**REQUIREMENT 1**
Using the passage about Charvarius below, explain why playing football seemed to him the riskier choice, as the passage states. Answer in one to three sentences.
**REQUIREMENT 2**
Answer each question from the passage about Charvarius below, one per line.
(a) In which two seasons did Charvarius quit football?
(b) How is Garland Ward related to Tanya?
(c) Whom did Charvarius miss, even for a couple hours for practice?

**SOURCE EXTRACT**
────────────────────────────────────────

Garland Ward thought Charvarius needed to lighten up. He is Tanya’s cousin, but he and Charvarius have the kind of relationship that everyone calls him his uncle. So after Charvarius quit football in the spring, and after he quit football again in the summer, Garland made him a deal:

Play football, have fun, keep your grades up and I’ll do everything in my power to make sure that you and your mom have everything you need.

“He just needed to be allowed to be a kid,” Garland said. “Quit trying to be an adult.”

Perspective is a tricky thing. There is no doubt that Garland was right. Charvarius deserved some time for himself, for something that would keep him active and provide new experiences. To be a kid instead of a provider.

But Charvarius doesn’t think of it that way. To him, playing football was the risk. A little scary, emotionally more than physically. He’d always wanted to take care of Mama, so that didn’t feel like work. That felt safe. Playing football was the more daunting move. He’d be away from Mama.

“I had to grow up,” he said. “I had to adapt. I had to grow with those guys.”

All those years and all that talent and it was never the glasses or the wheelchair or even the need to provide that kept him from playing football. He just wanted to be close to Tanya. He missed her, even just for a couple hours for practice.

────────────────────────────────────────

**DATASET EXTRACT**
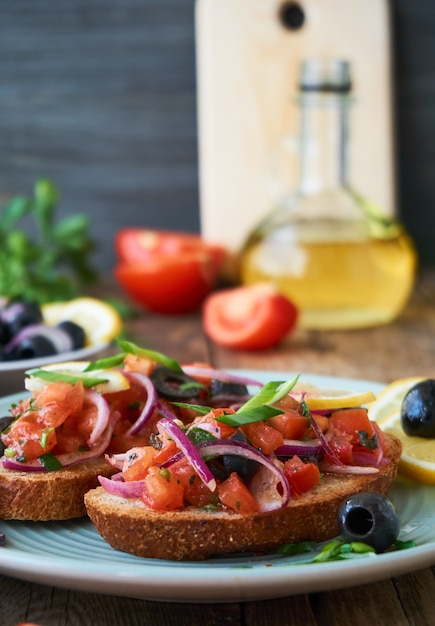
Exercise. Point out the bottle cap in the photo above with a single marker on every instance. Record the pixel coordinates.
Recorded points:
(325, 75)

────────────────────────────────────────

**OUTPUT 1**
Taking care of Mama felt safe to Charvarius because he had always wanted to do it, so it did not feel like work. Playing football was the more daunting move because it would take him away from Mama. The risk was emotional more than physical.

**OUTPUT 2**
(a) The spring and the summer.
(b) He is Tanya's cousin.
(c) Tanya.